◆ WHAT THIS TASK INVOLVES: Revise the NHWC tensor passage below from "Create a 4D" up to and including "oneDNN memory object.", replacing "batch" with "mini-batch".

◆ DOCUMENT EXTRACT:
● ● ● ● ● ● ●
Create a 4D tensor in NHWC format. Note that even though we work with one image only, the image tensor is still 4D. The extra dimension (here, N) corresponds to the batch and, in the case of a single image, is equal to 1. The prepared 4D tensor needs to be wrapped into a oneDNN memory object.


int N = 1, H = 13, W = 13, C = 3;

//Compute physical strides for each dimension
int stride_N = H * W * C;
int stride_H = W * C;
int stride_W = C;
int stride_C = 1;

// An auxiliary function that maps logical index to the physical offset
auto offset = [=](int n, int h, int w, int c) {
return n * stride_N + h * stride_H + w * stride_W + c * stride_C;
};
// The image size
const int image_size = N * H * W * C;

// Allocate a buffer for the image
std::vector<float> image(image_size);

// Initialize the image with some values
for (int n = 0; n < N; ++n)
● ● ● ● ● ● ●
◆ INFORMATION SUPPLIED:
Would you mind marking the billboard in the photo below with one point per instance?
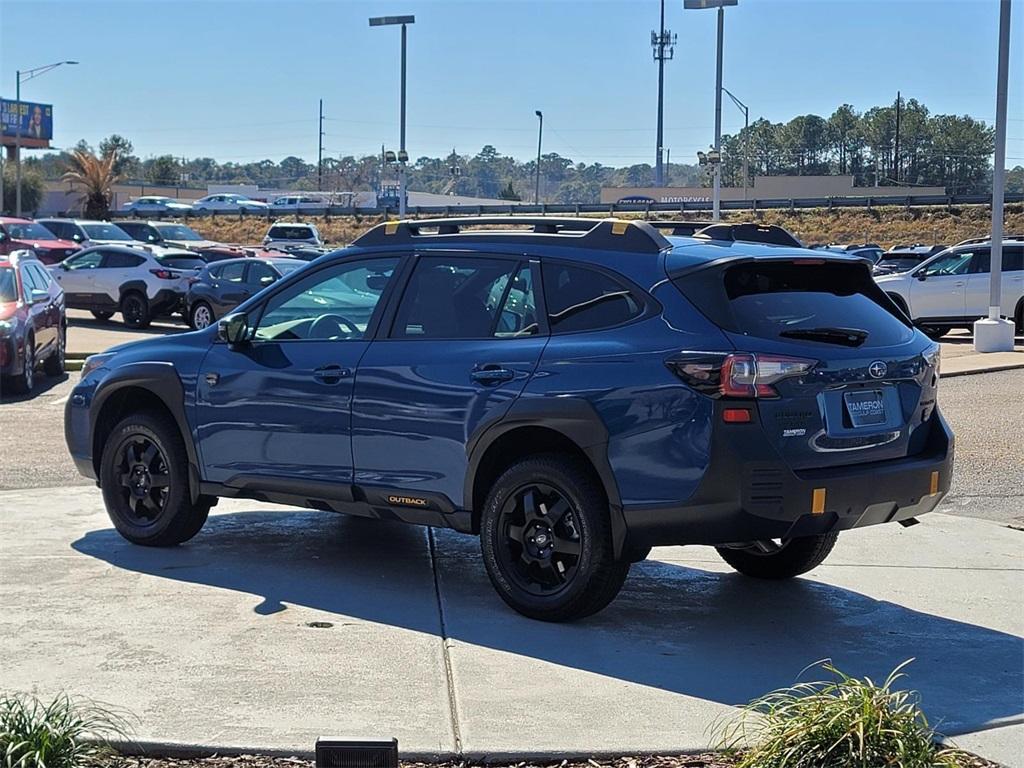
(36, 121)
● ● ● ● ● ● ●
◆ FULL ANSWER:
Create a 4D tensor in NHWC format. Note that even though we work with one image only, the image tensor is still 4D. The extra dimension (here, N) corresponds to the mini-batch and, in the case of a single image, is equal to 1. The prepared 4D tensor needs to be wrapped into a oneDNN memory object.